■ TÂCHES:
- a) Répondez s'il vous plaît à ces questions sur l'article :
(i) Quel objet l'empereur du Maroc offrit-il en signe d'amitié ?
(ii) De quelle ville venait l'ingénieur nommé Ilg ?
(iii) Quel titre portait le souverain ?
- b) Réécrivez le passage de l'article qui va de "Il s'entend délibérer, en" à "quelques millénaires auparavant.", en substituant "l'empereur" à "le Négus".

Il se voit discutant avec le sultan du Maroc en tant que chargé d'affaires pour le gouvernement français. En signe d'amitié, l'empereur du Maroc lui offrit un sabre magnifiquement décoré, cet objet se trouve encore au château. Il reçut cette arme en remerciement des bons offices concernant l'aide métropolitaine pour la pacification du Rif, afin de remettre à la raison les Rezzous qui pillaient les confins de la frontière algérienne.
Il s'entend délibérer, en compagnie d'un ingénieur zurichois nommé Ilg, sur les détails de la construction du chemin de fer Djibouti-Addis Abéba, reliant la Somalie française à la capitale du Roi des Rois. Il se souvient de sa première visite au Gueby, résidence de Ménélik II, vainqueur des Italiens, envahisseurs d'Adoua. Il se voit, devisant d'homme à homme avec le Négus, et sentant tout à coup contre sa nuque la langue râpeuse et l'haleine fétide d'un vieux lion apprivoisé rôdant en liberté dans le parc. Il se souvient aussi du sourire amusé du souverain qui, soit dit en passant, portait le titre de «Lion de Juda», descendant lointain de la reine de Saba, à la suite de ses galipettes avec le roi Salomon, quelques millénaires auparavant.

■ Extrait d'un jeu de données:
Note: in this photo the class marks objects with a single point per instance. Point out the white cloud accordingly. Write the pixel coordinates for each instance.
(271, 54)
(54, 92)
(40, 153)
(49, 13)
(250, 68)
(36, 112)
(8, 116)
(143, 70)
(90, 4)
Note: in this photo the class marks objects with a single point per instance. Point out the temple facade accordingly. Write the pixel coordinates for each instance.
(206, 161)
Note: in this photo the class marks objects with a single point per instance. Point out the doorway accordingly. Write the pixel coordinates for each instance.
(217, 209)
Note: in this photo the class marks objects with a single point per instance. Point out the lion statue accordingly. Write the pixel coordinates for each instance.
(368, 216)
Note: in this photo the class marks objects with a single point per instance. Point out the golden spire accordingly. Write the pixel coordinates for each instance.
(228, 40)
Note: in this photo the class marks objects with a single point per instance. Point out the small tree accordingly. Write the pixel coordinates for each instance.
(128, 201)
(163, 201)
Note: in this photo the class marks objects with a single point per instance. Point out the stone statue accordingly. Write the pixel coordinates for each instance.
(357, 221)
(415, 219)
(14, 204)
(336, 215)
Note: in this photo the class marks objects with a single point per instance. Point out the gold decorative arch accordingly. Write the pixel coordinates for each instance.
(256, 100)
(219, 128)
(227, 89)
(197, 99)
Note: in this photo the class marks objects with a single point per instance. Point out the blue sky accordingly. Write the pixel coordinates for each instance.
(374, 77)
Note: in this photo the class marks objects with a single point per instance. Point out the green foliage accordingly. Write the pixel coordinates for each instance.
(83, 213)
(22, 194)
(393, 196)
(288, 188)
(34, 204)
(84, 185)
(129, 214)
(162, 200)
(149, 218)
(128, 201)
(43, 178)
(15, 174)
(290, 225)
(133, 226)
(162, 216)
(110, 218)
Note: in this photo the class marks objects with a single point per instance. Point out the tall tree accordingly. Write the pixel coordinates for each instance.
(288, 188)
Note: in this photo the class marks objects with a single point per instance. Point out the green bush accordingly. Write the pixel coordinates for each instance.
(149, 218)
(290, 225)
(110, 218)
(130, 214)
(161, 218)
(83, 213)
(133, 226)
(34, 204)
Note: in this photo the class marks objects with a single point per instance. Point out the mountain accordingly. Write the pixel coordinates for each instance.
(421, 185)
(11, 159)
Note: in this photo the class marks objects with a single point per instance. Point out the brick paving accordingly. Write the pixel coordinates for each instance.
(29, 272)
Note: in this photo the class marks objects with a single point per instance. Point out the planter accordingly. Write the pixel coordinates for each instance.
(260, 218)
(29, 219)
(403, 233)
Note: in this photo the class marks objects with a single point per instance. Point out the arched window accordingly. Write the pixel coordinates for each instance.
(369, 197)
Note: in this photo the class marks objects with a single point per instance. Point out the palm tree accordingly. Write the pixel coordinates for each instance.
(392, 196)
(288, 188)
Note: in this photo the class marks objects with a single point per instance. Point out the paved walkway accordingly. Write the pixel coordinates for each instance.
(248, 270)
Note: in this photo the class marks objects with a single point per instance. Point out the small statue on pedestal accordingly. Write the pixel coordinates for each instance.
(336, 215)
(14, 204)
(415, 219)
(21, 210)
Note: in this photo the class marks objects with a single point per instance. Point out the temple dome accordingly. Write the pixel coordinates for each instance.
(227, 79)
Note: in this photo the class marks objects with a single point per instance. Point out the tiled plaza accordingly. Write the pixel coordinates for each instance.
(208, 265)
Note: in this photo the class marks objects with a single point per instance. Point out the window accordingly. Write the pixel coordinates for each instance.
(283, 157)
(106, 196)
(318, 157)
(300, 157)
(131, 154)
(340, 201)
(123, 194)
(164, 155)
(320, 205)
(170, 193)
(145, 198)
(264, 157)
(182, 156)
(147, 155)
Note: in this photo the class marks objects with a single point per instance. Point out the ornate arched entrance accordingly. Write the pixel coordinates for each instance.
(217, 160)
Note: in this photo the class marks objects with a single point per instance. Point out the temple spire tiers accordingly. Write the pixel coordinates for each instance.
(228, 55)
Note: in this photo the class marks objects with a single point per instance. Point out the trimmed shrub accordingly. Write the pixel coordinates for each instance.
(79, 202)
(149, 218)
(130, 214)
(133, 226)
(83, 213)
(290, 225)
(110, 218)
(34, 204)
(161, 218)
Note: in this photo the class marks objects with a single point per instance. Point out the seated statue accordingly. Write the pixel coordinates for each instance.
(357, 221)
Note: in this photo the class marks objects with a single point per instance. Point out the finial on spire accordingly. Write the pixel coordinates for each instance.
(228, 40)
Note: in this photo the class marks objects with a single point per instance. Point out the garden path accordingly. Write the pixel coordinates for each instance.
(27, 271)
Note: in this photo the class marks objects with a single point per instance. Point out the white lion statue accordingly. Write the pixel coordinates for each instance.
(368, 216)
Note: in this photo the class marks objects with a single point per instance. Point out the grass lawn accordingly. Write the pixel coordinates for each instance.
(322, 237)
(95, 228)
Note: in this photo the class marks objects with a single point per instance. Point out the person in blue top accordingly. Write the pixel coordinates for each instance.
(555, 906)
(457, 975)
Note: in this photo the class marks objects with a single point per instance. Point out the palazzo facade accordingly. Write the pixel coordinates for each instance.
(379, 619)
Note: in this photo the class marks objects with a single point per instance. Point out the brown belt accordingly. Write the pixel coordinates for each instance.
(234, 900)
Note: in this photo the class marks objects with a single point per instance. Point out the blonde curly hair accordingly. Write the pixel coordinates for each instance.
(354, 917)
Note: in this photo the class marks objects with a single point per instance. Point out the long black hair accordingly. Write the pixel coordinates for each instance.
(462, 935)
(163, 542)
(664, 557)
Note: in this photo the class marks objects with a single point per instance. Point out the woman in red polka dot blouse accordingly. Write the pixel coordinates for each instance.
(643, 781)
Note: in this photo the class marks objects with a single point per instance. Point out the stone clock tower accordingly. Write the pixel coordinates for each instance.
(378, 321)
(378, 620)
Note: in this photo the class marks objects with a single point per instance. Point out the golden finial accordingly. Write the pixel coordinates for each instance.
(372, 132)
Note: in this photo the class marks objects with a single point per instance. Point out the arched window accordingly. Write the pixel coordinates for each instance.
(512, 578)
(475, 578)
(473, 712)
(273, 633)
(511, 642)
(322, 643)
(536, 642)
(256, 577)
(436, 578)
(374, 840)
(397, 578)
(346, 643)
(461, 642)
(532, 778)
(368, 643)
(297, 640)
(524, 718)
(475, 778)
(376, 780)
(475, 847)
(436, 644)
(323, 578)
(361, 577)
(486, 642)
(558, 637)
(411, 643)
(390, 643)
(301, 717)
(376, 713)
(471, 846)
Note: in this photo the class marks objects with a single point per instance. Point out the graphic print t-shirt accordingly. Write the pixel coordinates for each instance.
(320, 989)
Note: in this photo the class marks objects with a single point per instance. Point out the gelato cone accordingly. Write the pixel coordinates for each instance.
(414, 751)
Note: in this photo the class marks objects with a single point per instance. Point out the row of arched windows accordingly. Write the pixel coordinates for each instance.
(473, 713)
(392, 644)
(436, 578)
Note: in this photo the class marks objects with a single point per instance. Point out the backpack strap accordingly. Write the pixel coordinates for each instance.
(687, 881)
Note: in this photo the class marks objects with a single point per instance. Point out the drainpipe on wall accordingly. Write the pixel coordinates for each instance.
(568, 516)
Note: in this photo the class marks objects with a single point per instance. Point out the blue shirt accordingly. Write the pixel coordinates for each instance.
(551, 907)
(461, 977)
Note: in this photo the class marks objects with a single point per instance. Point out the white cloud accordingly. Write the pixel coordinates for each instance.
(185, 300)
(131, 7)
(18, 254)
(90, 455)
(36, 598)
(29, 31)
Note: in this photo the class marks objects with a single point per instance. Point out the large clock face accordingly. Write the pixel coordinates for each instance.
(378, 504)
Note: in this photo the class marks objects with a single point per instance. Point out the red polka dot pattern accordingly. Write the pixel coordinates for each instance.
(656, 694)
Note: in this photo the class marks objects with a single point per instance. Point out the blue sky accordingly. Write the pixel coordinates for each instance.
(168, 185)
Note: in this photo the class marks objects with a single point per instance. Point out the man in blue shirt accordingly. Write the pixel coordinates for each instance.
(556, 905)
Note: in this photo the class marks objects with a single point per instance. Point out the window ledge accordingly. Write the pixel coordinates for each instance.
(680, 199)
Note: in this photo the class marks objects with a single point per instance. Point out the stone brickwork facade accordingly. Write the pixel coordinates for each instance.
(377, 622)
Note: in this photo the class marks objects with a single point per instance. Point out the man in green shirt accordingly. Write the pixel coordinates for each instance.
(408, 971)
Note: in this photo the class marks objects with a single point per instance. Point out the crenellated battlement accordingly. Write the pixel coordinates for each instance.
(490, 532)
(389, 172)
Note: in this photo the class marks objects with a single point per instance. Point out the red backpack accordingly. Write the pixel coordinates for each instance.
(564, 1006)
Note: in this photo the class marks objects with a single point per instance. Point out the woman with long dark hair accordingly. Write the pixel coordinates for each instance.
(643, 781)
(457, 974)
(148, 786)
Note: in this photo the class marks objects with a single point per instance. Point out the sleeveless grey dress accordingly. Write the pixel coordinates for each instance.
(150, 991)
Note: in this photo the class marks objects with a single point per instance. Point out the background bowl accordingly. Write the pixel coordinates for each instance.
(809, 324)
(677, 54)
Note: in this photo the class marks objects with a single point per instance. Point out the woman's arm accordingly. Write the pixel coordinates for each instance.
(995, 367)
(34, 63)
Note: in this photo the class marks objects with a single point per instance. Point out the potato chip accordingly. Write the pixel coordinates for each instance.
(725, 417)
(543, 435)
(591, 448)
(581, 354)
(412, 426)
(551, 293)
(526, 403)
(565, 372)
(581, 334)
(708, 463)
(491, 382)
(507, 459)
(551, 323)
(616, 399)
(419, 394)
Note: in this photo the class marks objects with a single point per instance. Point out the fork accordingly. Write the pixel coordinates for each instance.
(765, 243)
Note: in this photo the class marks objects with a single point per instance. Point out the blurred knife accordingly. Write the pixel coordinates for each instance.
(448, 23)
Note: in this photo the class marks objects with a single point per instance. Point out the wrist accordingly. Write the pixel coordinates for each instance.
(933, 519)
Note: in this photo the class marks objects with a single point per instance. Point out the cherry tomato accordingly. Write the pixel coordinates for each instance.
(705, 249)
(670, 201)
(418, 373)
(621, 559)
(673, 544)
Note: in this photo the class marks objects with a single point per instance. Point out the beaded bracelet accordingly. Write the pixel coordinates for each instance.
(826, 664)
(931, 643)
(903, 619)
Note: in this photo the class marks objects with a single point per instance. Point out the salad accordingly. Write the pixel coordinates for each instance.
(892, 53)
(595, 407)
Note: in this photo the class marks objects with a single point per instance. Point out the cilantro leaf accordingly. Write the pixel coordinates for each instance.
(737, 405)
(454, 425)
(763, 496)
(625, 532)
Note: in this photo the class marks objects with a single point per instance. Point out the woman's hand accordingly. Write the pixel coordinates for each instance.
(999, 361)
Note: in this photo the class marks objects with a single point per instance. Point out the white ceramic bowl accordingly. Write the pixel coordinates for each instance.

■ LISTE DES RÉPONSES:
- a)
(i) Un sabre magnifiquement décoré.
(ii) De Zurich.
(iii) Le titre de «Lion de Juda».

- b)
Il s'entend délibérer, en compagnie d'un ingénieur zurichois nommé Ilg, sur les détails de la construction du chemin de fer Djibouti-Addis Abéba, reliant la Somalie française à la capitale du Roi des Rois. Il se souvient de sa première visite au Gueby, résidence de Ménélik II, vainqueur des Italiens, envahisseurs d'Adoua. Il se voit, devisant d'homme à homme avec l'empereur, et sentant tout à coup contre sa nuque la langue râpeuse et l'haleine fétide d'un vieux lion apprivoisé rôdant en liberté dans le parc. Il se souvient aussi du sourire amusé du souverain qui, soit dit en passant, portait le titre de «Lion de Juda», descendant lointain de la reine de Saba, à la suite de ses galipettes avec le roi Salomon, quelques millénaires auparavant.